■ Task ■
Repeat each line of the material below exactly as it appears, minus any pictures.

■ Task material ■
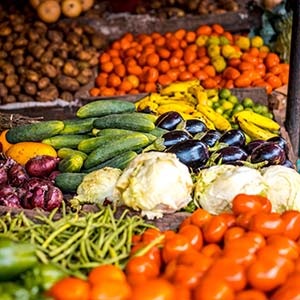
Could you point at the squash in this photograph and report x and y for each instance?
(23, 151)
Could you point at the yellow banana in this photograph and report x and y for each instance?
(179, 87)
(255, 132)
(219, 121)
(258, 120)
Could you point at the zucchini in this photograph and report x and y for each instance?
(91, 144)
(65, 152)
(34, 132)
(120, 162)
(71, 164)
(116, 147)
(78, 126)
(133, 122)
(105, 107)
(65, 141)
(69, 182)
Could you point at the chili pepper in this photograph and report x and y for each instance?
(15, 258)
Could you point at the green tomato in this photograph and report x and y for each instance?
(233, 99)
(247, 102)
(224, 93)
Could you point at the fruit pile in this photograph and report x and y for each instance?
(215, 57)
(251, 253)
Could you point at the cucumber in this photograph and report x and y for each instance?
(65, 141)
(78, 126)
(65, 152)
(116, 147)
(69, 182)
(34, 132)
(71, 164)
(91, 144)
(105, 107)
(133, 122)
(120, 162)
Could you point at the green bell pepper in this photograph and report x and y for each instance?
(15, 258)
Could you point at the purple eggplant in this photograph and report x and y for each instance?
(234, 137)
(252, 145)
(169, 120)
(194, 126)
(270, 152)
(211, 137)
(173, 137)
(193, 153)
(231, 155)
(281, 142)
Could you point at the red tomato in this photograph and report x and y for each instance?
(267, 223)
(194, 235)
(214, 229)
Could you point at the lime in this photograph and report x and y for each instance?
(227, 105)
(233, 99)
(247, 102)
(225, 93)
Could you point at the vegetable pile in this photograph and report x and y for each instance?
(217, 58)
(251, 253)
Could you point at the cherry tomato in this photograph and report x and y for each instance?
(174, 246)
(142, 265)
(233, 233)
(200, 217)
(292, 224)
(214, 229)
(284, 246)
(233, 273)
(211, 288)
(266, 275)
(251, 294)
(267, 223)
(194, 235)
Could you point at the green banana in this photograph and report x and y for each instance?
(255, 132)
(257, 119)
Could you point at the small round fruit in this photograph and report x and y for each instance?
(49, 11)
(71, 8)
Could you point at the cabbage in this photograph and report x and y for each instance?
(216, 186)
(283, 188)
(155, 183)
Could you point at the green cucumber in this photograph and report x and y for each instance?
(78, 126)
(71, 164)
(105, 107)
(69, 182)
(34, 132)
(120, 162)
(116, 147)
(65, 141)
(65, 152)
(131, 121)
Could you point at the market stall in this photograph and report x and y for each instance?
(149, 150)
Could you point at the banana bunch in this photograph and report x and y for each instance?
(256, 126)
(188, 98)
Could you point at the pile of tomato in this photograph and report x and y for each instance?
(252, 253)
(137, 64)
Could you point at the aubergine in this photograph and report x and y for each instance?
(193, 153)
(252, 145)
(173, 137)
(281, 142)
(233, 137)
(169, 120)
(194, 126)
(270, 152)
(211, 137)
(232, 155)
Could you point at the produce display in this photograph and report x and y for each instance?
(42, 63)
(215, 57)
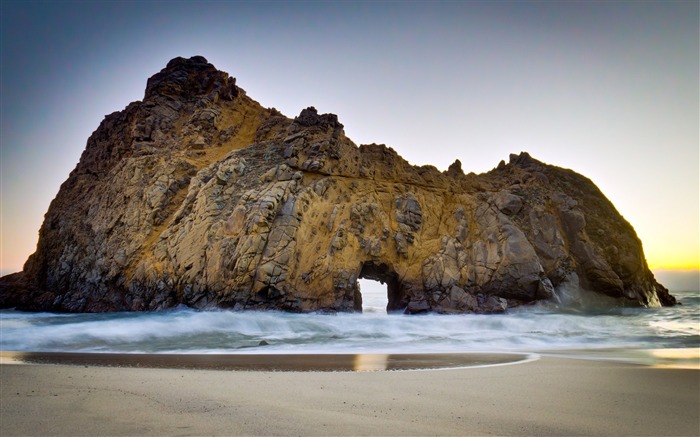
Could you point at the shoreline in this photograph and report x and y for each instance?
(272, 362)
(553, 395)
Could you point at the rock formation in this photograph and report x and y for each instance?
(198, 195)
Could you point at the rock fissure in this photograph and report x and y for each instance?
(198, 195)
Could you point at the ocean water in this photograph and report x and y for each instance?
(525, 329)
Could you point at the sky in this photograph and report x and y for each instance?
(609, 89)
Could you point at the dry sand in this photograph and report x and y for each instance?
(549, 396)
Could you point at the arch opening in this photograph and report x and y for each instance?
(385, 275)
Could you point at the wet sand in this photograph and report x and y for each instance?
(548, 396)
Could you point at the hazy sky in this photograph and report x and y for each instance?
(609, 89)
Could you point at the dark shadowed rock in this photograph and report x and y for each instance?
(197, 195)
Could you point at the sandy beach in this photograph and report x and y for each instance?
(547, 396)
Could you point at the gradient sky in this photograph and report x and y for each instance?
(609, 89)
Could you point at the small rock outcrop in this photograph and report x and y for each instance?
(198, 195)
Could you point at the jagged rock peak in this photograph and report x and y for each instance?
(198, 195)
(311, 117)
(190, 78)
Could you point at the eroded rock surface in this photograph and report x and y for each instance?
(198, 195)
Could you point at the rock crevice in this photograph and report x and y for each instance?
(198, 195)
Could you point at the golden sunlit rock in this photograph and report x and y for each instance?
(198, 195)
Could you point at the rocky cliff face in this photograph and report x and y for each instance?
(197, 195)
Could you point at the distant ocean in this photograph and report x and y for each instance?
(619, 331)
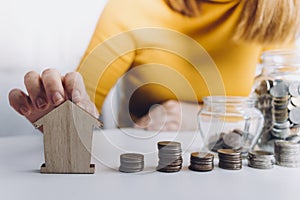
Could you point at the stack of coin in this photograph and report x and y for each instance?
(170, 159)
(230, 159)
(280, 101)
(261, 159)
(230, 140)
(202, 162)
(264, 103)
(131, 162)
(287, 154)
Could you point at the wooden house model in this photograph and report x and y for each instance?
(68, 133)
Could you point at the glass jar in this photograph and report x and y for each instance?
(277, 90)
(229, 122)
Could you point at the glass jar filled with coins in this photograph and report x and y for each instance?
(227, 122)
(277, 90)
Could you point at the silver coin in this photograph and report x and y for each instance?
(294, 89)
(290, 106)
(279, 90)
(294, 116)
(295, 101)
(293, 138)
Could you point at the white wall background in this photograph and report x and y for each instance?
(38, 34)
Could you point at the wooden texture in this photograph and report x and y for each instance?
(68, 133)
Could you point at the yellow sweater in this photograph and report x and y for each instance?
(165, 55)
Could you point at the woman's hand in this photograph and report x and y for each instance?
(48, 90)
(170, 116)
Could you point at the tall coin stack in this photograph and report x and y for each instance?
(261, 159)
(202, 162)
(230, 159)
(131, 162)
(280, 101)
(170, 159)
(264, 104)
(287, 154)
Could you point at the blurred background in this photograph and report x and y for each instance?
(36, 35)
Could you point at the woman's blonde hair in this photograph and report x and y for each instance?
(262, 21)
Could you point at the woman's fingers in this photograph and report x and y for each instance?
(54, 89)
(20, 102)
(74, 87)
(36, 90)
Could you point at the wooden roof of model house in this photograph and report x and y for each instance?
(68, 131)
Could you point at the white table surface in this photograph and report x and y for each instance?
(21, 157)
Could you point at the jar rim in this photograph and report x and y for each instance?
(229, 99)
(281, 52)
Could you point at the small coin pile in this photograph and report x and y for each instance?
(261, 159)
(201, 162)
(131, 162)
(231, 140)
(280, 112)
(287, 154)
(170, 158)
(230, 159)
(279, 101)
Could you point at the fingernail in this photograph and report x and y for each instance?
(41, 103)
(76, 96)
(24, 110)
(57, 98)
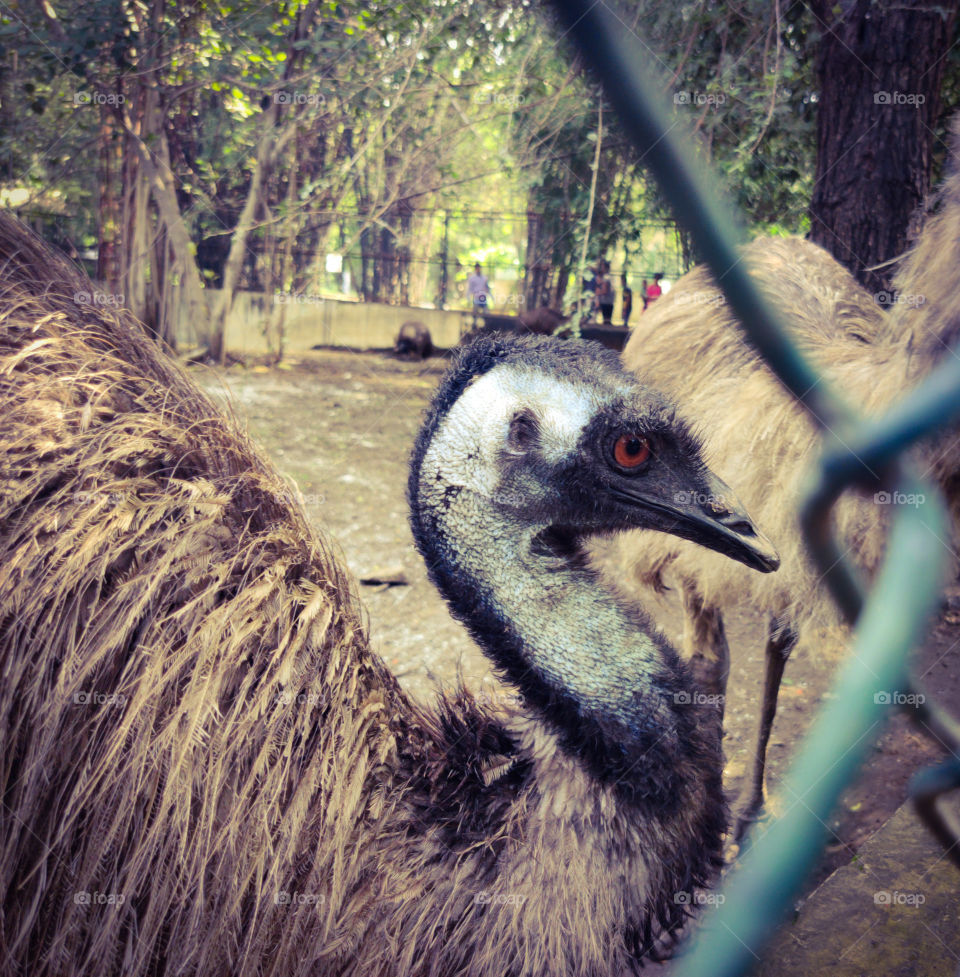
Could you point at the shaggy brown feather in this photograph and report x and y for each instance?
(205, 770)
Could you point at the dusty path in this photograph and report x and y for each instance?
(340, 425)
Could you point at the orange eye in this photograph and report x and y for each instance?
(631, 450)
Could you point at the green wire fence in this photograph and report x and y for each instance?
(857, 452)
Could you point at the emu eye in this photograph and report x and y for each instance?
(631, 450)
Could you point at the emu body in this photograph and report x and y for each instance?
(764, 443)
(205, 768)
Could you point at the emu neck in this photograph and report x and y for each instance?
(613, 693)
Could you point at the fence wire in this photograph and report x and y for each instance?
(862, 453)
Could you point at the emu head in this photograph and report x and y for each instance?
(556, 440)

■ Exercise solution ■
Could you point at the squash in this photograph and report x and y for each instance?
(23, 151)
Could you point at the yellow banana in this photograph and report x and y for each instance?
(179, 87)
(255, 132)
(219, 121)
(258, 120)
Could you point at the zucchini in this photograph and report x and y for each instance?
(91, 144)
(65, 152)
(34, 132)
(120, 162)
(71, 164)
(116, 147)
(78, 126)
(133, 122)
(105, 107)
(65, 141)
(69, 182)
Could you point at the chili pepper in this photograph and report x and y for each instance?
(15, 258)
Could you point at the green tomato in this photograph and report x and y for each instance?
(233, 99)
(247, 102)
(224, 93)
Could you point at the fruit pile in this photograph and report x and y for each instance?
(215, 57)
(251, 253)
Could you point at the cucumber in this photograph and report x and y for each instance?
(65, 141)
(78, 126)
(65, 152)
(116, 147)
(69, 182)
(34, 132)
(71, 164)
(91, 144)
(105, 107)
(133, 122)
(120, 162)
Could you point at the green bell pepper in this photograph and report x and y for each instance?
(15, 258)
Could you point at the purple eggplant in this photograph and report x and y for each instance?
(234, 137)
(252, 145)
(169, 120)
(194, 126)
(270, 152)
(211, 137)
(173, 137)
(193, 153)
(231, 155)
(281, 142)
Could you point at the red tomato in this photograph and report x and y for each instance?
(267, 223)
(194, 235)
(214, 229)
Could you point at the lime in this photograph and report x and y for each instance?
(227, 105)
(233, 99)
(247, 102)
(225, 93)
Could you point at the vegetable pile in this photograph and report x and y for each instance?
(217, 58)
(251, 253)
Could you point at the cherry tomato in this photograph and report x and y for each instance?
(174, 246)
(142, 265)
(233, 233)
(200, 217)
(292, 224)
(214, 229)
(284, 246)
(233, 273)
(211, 288)
(266, 275)
(251, 294)
(267, 223)
(194, 235)
Could you point at the green banana in this photograph and report x and y for each instance?
(255, 132)
(257, 119)
Could you point at the small round fruit in this photograph and report x and y for each instance?
(49, 11)
(71, 8)
Could you point at the cabbage in this photograph and report x and y for each instance?
(216, 186)
(283, 188)
(155, 183)
Could you point at the green cucumber in this photograph and report x and y for each instance?
(78, 126)
(71, 164)
(105, 107)
(69, 182)
(34, 132)
(120, 162)
(116, 147)
(65, 141)
(65, 152)
(131, 121)
Could you point at the market stall in this photograph and report x and y for each instance?
(149, 150)
Could you point at the banana bunch in this photograph and report x and y for each instance?
(256, 126)
(188, 98)
Could you point at the pile of tomato in this photograph and report x and y for each instance?
(252, 253)
(137, 64)
Could you point at the aubergine in this photograph and report x and y for each instance?
(193, 153)
(252, 145)
(173, 137)
(281, 142)
(233, 137)
(169, 120)
(194, 126)
(270, 152)
(211, 137)
(232, 155)
Could you point at the produce display in this photograph and report x and y for each instance?
(42, 63)
(215, 57)
Could you point at the shoreline in this photograph and report x and y for each instance?
(272, 362)
(553, 395)
Could you point at the rock formation in this photograph and report x and y for each instance?
(198, 195)
Could you point at the rock fissure in this photograph and report x and y for each instance?
(198, 195)
Could you point at the ocean water in this photograph and report x and y for each instance?
(525, 329)
Could you point at the sky in this photograph and report x and y for each instance?
(609, 89)
Could you point at the dry sand in this photograph and report x and y for each instance?
(549, 396)
Could you point at the arch opening in this photograph and report x and y for each instance?
(385, 275)
Could you point at the wet sand in this photograph and report x and y for each instance?
(548, 396)
Could you point at the hazy sky in this photograph and report x and y for each instance?
(609, 89)
Could you point at the dark shadowed rock in this photograph and report x and y for each instance?
(197, 195)
Could you point at the sandy beach in this photograph and report x and y for each instance?
(547, 396)
Could you point at the gradient sky in this photograph and report x and y for each instance?
(609, 89)
Could you point at the small rock outcrop in this photograph and report x and y for each instance?
(198, 195)
Could you point at the jagged rock peak in this photograph and report x and y for each instance?
(198, 195)
(311, 117)
(190, 78)
Could you point at the eroded rock surface in this photograph and report x and y for each instance?
(198, 195)
Could you point at the rock crevice in this photograph and report x and y for each instance?
(198, 195)
Could you point at the golden sunlit rock in this photograph and report x and y for each instance?
(198, 195)
Could you point at the rocky cliff face in this photograph and report x and y for each instance?
(197, 195)
Could you point at the distant ocean in this photograph and report x and y for each instance?
(619, 331)
Could you point at the stack of coin in this photograph and report x and y for each instance?
(170, 159)
(230, 159)
(280, 101)
(261, 159)
(230, 140)
(202, 162)
(264, 103)
(131, 162)
(287, 154)
Could you point at the wooden house model in this photograph and report x and y for each instance?
(68, 133)
Could you point at the glass jar in this photograph and report x and y for each instance?
(277, 90)
(229, 122)
Could you point at the glass jar filled with coins in this photograph and report x and y for each instance?
(227, 122)
(277, 90)
Could you point at the silver coin in this photograph and report x and y for each instance?
(294, 89)
(290, 106)
(279, 90)
(294, 116)
(295, 101)
(293, 138)
Could you point at the white wall background in this photograph and report x and y for each instance?
(38, 34)
Could you point at the wooden texture in this photograph and report x and y for each instance?
(68, 133)
Could you point at the yellow sweater in this photograph and report x and y for each instance?
(165, 55)
Could you point at the woman's hand in this photograph and report x and y for each instance?
(48, 90)
(170, 116)
Could you point at the tall coin stack in this photograph and report x and y for each instance?
(261, 159)
(202, 162)
(230, 159)
(131, 162)
(280, 101)
(170, 159)
(264, 104)
(287, 154)
Could you point at the blurred background in this photograph and report x and y for each instance?
(36, 35)
Could you point at the woman's blonde hair in this photograph and report x and y for each instance?
(262, 21)
Could you point at the woman's fingers in this photograph and report x and y for each instance?
(54, 89)
(20, 102)
(74, 87)
(36, 90)
Could you point at the wooden roof of model house in this photograph and report x and y for each instance?
(68, 131)
Could you point at the white table surface in this photograph and report x and y for each instance?
(21, 157)
Could you point at the jar rim in this photograph and report x and y for each instance?
(229, 99)
(281, 52)
Could you point at the small coin pile in this photograph and report x and y for each instance?
(261, 159)
(201, 162)
(131, 162)
(231, 140)
(280, 112)
(287, 154)
(170, 158)
(230, 159)
(279, 101)
Could you point at the fingernail in this photograph and report x and y for each instance?
(41, 103)
(76, 96)
(24, 110)
(57, 98)
Could you point at the shaggy brown feather in this photograph and report x and y for each instance?
(205, 770)
Could you point at the dusty path in this photograph and report x and y for each instance?
(340, 425)
Could you point at the orange eye in this photograph and report x and y for each instance?
(631, 450)
Could you point at the green wire fence in this photograph and report x and y for each instance?
(857, 452)
Could you point at the emu eye in this photograph and report x and y for each instance?
(631, 450)
Could you point at the emu body in this photograph and report x and y for each instance?
(764, 443)
(205, 768)
Could you point at the emu neck in this photograph and report x and y for each instance?
(613, 693)
Could you point at the fence wire in this photograph and report x and y for each instance?
(862, 453)
Could you point at the emu head in this photograph and report x and y for each instance?
(556, 440)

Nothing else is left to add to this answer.